§ **TASK DIRECTIONS**: Reproduce the records verbatim, beginning with their first line and stopping after the line that contains "[[492, 178]]". Leave the pictures out of your copy.

§ **DATA SECTION**:
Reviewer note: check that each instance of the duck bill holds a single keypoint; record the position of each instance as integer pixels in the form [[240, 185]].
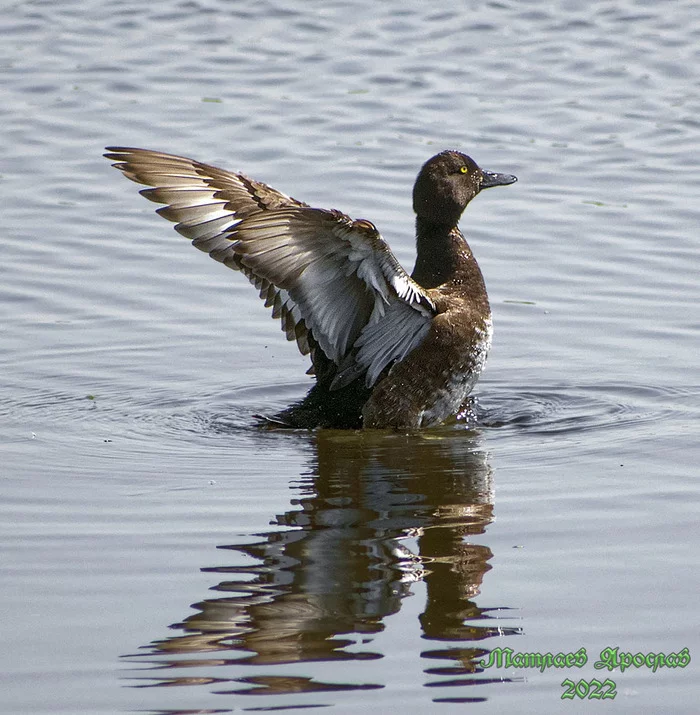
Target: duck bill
[[492, 178]]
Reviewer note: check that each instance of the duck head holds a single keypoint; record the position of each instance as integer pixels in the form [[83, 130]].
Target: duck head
[[448, 182]]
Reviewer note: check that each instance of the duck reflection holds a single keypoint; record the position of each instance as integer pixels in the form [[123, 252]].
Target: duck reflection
[[377, 513]]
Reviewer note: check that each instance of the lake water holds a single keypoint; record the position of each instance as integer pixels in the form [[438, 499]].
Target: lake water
[[162, 554]]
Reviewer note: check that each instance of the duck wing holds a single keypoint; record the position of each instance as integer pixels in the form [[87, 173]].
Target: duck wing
[[330, 280]]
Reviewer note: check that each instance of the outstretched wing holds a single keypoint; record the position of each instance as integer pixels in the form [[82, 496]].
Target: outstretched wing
[[323, 273]]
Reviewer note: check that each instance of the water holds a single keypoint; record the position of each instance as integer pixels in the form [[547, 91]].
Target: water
[[161, 554]]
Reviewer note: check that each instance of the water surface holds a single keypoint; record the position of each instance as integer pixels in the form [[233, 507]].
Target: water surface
[[164, 555]]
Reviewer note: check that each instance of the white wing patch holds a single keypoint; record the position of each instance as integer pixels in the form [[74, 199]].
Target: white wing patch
[[321, 272]]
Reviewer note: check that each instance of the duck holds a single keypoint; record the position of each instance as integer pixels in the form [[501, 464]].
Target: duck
[[388, 350]]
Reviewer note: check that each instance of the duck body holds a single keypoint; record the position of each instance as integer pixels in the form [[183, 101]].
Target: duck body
[[388, 350]]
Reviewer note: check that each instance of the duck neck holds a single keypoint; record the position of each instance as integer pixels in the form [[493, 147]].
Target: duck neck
[[443, 256]]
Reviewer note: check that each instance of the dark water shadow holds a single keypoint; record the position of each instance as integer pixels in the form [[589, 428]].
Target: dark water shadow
[[374, 515]]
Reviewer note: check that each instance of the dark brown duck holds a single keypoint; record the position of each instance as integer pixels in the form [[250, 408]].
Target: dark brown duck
[[388, 350]]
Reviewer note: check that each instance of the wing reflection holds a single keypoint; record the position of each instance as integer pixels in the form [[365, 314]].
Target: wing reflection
[[377, 514]]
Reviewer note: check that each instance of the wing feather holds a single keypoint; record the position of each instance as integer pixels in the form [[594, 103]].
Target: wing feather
[[324, 275]]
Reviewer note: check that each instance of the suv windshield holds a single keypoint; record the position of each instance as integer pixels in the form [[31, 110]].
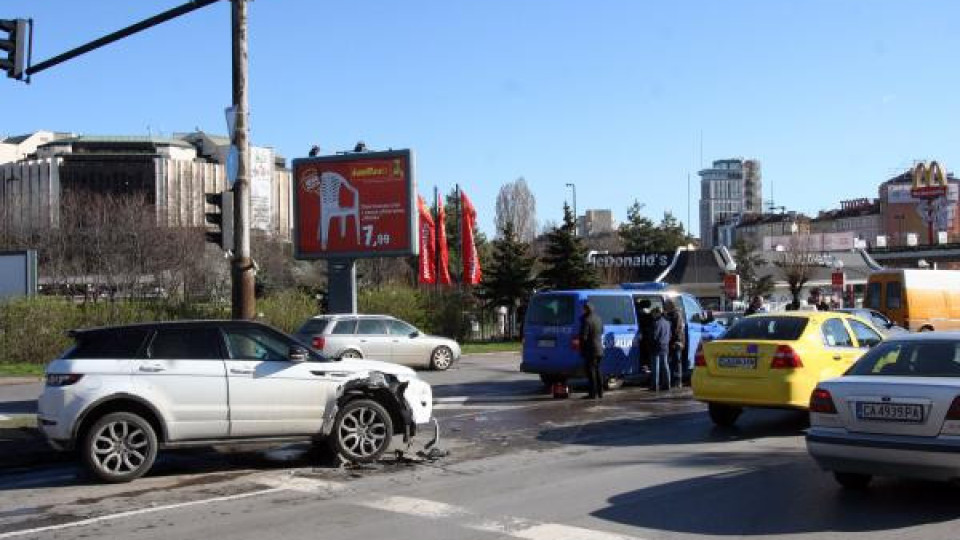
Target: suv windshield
[[925, 358], [769, 328]]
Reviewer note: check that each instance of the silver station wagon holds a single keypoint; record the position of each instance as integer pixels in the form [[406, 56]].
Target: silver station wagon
[[379, 337]]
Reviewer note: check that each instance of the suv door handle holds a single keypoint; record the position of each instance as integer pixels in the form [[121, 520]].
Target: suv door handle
[[152, 368]]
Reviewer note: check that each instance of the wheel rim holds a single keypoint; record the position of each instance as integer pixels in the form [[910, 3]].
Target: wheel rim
[[120, 447], [363, 431], [442, 358]]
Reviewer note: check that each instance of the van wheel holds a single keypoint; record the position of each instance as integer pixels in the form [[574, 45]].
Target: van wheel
[[614, 383], [853, 481], [441, 359], [120, 447], [363, 431], [724, 415], [549, 380]]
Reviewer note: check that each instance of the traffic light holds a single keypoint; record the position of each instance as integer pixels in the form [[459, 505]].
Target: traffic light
[[13, 46], [221, 219]]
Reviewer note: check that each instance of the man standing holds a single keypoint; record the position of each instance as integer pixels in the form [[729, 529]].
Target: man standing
[[591, 349], [756, 306], [678, 338], [661, 352], [817, 300]]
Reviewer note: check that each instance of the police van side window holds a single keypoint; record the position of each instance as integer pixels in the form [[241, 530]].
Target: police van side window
[[614, 309]]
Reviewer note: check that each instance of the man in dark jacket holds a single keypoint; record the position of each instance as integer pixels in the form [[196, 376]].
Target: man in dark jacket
[[678, 339], [591, 349], [660, 372]]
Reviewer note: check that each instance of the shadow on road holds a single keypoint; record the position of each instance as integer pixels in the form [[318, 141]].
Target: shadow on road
[[682, 428], [792, 498]]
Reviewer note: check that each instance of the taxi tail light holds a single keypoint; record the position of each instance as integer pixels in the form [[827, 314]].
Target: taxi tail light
[[822, 402], [700, 359], [785, 358], [954, 412]]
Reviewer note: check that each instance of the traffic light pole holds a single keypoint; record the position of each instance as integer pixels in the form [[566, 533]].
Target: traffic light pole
[[241, 270]]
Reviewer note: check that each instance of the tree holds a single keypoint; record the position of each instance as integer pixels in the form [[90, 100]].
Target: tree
[[748, 262], [640, 233], [517, 206], [565, 261], [796, 264], [508, 281]]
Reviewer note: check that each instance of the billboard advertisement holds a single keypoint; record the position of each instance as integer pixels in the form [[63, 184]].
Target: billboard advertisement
[[355, 205]]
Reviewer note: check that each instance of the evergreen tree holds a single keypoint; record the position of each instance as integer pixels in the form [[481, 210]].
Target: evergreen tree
[[748, 263], [508, 281], [565, 262]]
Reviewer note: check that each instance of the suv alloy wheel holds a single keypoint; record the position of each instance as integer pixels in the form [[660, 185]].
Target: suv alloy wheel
[[120, 447]]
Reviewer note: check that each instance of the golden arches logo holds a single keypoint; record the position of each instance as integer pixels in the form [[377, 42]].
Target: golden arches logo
[[929, 180]]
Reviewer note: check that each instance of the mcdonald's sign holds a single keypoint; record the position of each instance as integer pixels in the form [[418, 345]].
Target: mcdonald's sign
[[929, 181]]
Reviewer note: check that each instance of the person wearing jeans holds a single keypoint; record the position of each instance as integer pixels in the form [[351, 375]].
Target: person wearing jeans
[[661, 352]]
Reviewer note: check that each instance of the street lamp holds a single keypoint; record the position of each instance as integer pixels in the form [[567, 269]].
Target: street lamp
[[576, 218]]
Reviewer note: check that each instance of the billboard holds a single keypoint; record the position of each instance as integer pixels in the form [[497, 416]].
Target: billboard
[[354, 205]]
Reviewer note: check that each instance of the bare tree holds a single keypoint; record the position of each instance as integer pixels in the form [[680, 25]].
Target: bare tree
[[797, 264], [517, 205]]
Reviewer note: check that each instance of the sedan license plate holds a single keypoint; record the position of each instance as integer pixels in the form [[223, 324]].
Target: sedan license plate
[[890, 412], [739, 362]]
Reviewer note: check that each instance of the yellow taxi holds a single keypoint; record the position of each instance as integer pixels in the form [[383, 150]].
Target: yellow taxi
[[775, 360]]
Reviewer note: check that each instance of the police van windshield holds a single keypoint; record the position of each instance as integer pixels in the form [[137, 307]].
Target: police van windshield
[[551, 310]]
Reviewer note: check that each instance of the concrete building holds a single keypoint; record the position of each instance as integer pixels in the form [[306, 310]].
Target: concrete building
[[730, 188], [594, 222], [173, 174], [858, 216]]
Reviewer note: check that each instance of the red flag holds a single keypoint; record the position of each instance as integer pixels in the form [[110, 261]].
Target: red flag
[[427, 231], [471, 262], [443, 272]]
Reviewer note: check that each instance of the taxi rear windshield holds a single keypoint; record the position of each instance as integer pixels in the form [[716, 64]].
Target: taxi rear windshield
[[769, 328], [551, 310]]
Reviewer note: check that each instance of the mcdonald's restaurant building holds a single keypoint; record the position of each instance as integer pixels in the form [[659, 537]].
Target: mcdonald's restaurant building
[[908, 220]]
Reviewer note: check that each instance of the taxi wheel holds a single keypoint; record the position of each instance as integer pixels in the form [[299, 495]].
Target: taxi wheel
[[724, 415], [854, 481]]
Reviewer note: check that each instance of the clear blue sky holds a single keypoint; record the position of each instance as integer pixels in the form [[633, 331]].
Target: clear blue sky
[[832, 96]]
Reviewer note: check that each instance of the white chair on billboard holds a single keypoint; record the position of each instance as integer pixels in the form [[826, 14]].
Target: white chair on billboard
[[330, 184]]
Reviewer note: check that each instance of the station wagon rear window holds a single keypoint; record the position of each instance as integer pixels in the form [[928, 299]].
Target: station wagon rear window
[[551, 310], [768, 328]]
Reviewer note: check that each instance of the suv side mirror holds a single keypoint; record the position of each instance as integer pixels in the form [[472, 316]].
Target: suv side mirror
[[297, 354]]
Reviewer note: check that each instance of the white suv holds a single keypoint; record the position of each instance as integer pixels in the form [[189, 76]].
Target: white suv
[[122, 393]]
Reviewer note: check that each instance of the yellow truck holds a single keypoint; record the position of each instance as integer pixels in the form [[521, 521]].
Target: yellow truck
[[918, 300]]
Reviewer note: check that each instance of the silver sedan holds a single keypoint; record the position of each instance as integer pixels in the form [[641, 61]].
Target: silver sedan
[[896, 412], [378, 337]]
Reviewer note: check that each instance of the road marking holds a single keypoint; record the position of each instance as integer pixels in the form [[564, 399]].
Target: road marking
[[121, 515]]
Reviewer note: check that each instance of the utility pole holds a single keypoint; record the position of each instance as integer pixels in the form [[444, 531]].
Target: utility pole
[[241, 269]]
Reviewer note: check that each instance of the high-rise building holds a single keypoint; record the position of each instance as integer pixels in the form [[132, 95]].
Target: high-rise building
[[731, 187]]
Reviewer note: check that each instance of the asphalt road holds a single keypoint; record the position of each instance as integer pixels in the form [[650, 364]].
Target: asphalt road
[[633, 466]]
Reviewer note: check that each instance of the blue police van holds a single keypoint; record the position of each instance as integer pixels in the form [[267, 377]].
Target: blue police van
[[551, 328]]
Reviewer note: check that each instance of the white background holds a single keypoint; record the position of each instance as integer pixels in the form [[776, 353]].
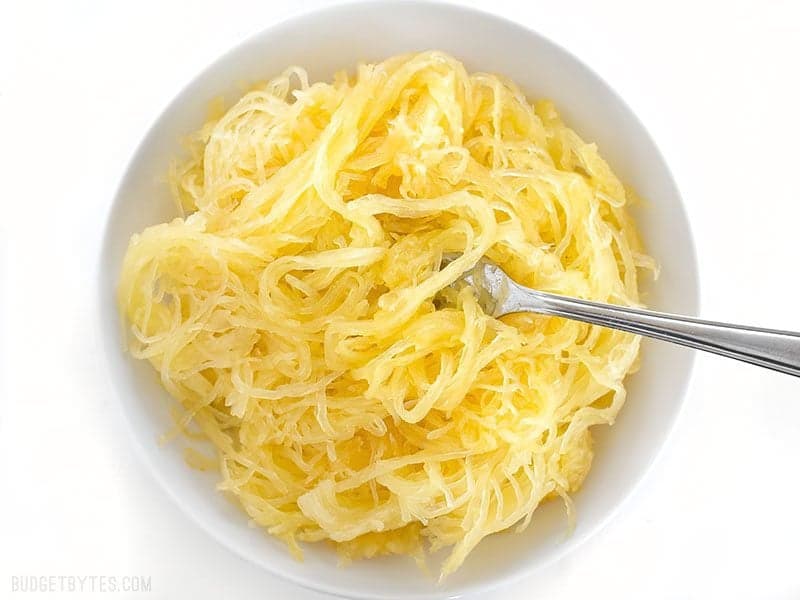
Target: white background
[[716, 83]]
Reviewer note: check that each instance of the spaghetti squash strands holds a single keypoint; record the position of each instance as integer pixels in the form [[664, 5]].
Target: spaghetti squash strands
[[296, 312]]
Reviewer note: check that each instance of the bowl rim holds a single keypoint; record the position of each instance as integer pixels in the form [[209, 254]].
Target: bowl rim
[[106, 309]]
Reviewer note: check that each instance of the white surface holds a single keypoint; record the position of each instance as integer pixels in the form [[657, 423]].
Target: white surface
[[715, 83], [325, 41]]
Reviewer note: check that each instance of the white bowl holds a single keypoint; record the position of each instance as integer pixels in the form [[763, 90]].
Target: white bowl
[[328, 40]]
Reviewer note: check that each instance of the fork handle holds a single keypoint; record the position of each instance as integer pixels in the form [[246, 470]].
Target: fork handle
[[771, 348]]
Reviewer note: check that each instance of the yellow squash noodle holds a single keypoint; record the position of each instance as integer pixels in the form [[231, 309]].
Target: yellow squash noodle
[[303, 316]]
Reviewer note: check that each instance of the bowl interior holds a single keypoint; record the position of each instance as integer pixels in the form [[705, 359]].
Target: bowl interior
[[330, 40]]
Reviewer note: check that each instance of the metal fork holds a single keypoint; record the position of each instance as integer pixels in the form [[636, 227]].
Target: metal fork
[[774, 349]]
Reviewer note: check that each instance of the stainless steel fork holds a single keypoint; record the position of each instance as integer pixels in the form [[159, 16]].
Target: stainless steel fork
[[771, 348]]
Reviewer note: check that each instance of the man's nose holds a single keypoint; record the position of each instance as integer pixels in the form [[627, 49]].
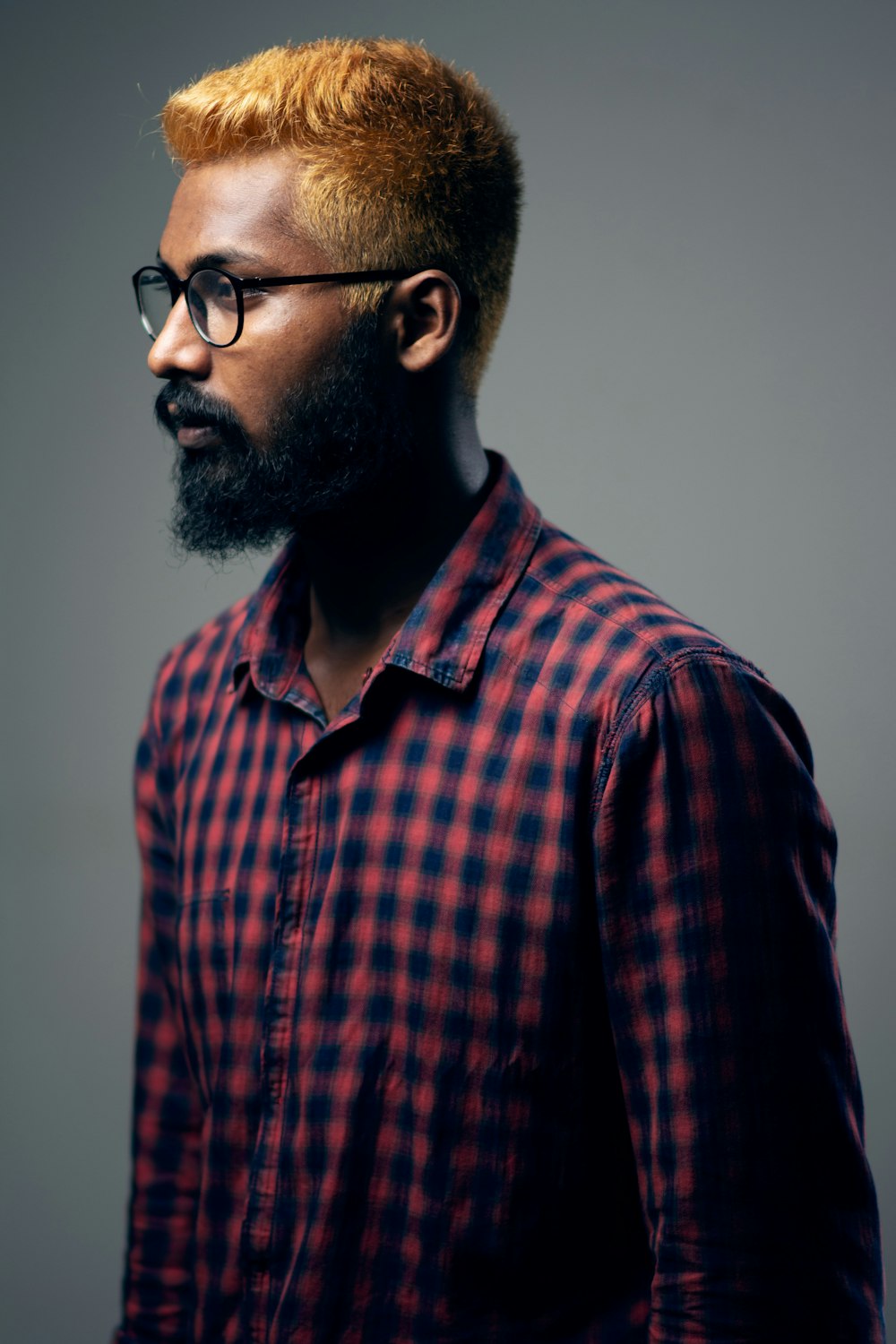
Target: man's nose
[[179, 349]]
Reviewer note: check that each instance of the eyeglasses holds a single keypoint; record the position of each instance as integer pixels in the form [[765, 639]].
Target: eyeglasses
[[215, 298]]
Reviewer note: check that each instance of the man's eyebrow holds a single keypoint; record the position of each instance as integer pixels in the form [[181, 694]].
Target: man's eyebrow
[[228, 260]]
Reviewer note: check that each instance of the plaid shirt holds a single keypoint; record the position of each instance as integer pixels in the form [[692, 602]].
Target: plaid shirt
[[503, 1007]]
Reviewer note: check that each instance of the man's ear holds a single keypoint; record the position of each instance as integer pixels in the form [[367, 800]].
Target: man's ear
[[421, 319]]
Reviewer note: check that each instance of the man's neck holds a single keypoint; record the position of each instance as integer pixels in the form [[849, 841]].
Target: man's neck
[[367, 570]]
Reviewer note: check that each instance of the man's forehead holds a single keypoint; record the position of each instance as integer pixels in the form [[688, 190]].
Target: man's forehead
[[239, 210]]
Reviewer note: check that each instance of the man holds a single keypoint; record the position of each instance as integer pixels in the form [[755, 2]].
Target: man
[[487, 984]]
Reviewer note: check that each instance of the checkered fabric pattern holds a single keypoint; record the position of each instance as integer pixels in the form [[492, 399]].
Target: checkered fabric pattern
[[503, 1007]]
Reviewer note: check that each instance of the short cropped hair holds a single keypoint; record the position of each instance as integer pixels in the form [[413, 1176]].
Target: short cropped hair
[[405, 163]]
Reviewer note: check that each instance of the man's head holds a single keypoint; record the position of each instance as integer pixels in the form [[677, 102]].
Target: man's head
[[338, 156], [401, 161]]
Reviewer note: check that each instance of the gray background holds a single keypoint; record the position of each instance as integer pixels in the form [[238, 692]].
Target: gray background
[[696, 376]]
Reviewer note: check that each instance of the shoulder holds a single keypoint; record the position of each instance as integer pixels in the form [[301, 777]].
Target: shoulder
[[191, 677], [595, 636]]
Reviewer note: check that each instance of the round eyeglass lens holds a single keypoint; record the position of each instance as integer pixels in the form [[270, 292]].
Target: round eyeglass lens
[[214, 306], [155, 300]]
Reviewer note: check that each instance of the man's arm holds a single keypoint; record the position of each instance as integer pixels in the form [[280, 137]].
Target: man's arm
[[167, 1113], [715, 862]]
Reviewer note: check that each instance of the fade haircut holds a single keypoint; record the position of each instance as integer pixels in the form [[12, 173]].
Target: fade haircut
[[403, 161]]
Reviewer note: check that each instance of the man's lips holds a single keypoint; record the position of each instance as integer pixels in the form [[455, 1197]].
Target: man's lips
[[198, 435]]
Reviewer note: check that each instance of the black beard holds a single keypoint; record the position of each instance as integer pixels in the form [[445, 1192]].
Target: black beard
[[335, 443]]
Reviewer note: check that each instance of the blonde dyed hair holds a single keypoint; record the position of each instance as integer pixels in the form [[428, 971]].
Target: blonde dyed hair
[[403, 161]]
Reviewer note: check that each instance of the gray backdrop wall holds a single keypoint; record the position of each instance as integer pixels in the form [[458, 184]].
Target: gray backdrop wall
[[696, 376]]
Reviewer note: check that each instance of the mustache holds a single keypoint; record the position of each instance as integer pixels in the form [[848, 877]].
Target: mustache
[[182, 406]]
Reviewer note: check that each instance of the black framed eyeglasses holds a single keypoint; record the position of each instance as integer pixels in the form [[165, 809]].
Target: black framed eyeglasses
[[215, 297]]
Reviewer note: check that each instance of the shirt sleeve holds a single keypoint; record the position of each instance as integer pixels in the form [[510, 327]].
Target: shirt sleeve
[[167, 1109], [715, 859]]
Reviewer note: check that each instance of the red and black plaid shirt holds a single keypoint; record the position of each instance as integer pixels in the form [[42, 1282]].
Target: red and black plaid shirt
[[504, 1007]]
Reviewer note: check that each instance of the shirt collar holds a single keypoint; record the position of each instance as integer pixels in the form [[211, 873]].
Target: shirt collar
[[444, 636]]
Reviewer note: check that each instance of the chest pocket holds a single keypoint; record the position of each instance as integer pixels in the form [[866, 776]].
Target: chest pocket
[[204, 968]]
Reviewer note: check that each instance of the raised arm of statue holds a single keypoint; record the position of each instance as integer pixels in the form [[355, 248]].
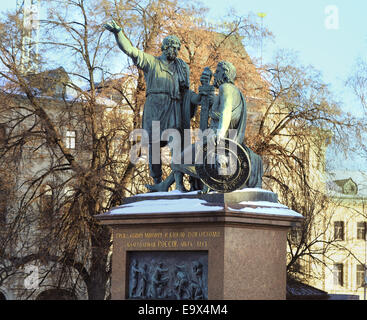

§ **ANSWER**:
Reviewer note: check that each instance of the duck bill holds a single keypoint; record the position of each instance as integer pixels in the form [[240, 185]].
Target: duck bill
[[492, 178]]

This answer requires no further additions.